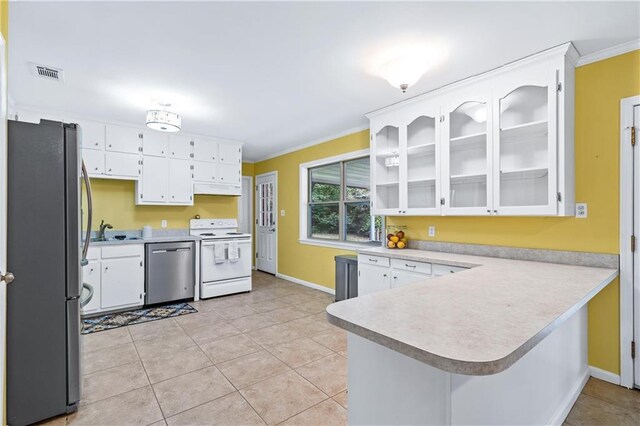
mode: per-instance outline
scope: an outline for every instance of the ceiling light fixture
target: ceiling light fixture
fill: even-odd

· · · · ·

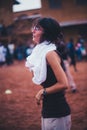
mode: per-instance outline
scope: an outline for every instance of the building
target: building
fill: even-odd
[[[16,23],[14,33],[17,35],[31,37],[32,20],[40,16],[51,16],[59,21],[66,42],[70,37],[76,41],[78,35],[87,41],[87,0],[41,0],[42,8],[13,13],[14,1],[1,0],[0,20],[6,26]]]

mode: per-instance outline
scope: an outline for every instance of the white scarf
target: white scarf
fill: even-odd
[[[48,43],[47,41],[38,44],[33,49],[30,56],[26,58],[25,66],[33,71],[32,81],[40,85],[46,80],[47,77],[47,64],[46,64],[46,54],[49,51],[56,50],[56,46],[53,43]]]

· · · · ·

• [TRY IT]: What is the number of lines above that hold the string "ceiling"? Answer with that number alone.

• [WRITTEN RESPONSE]: 2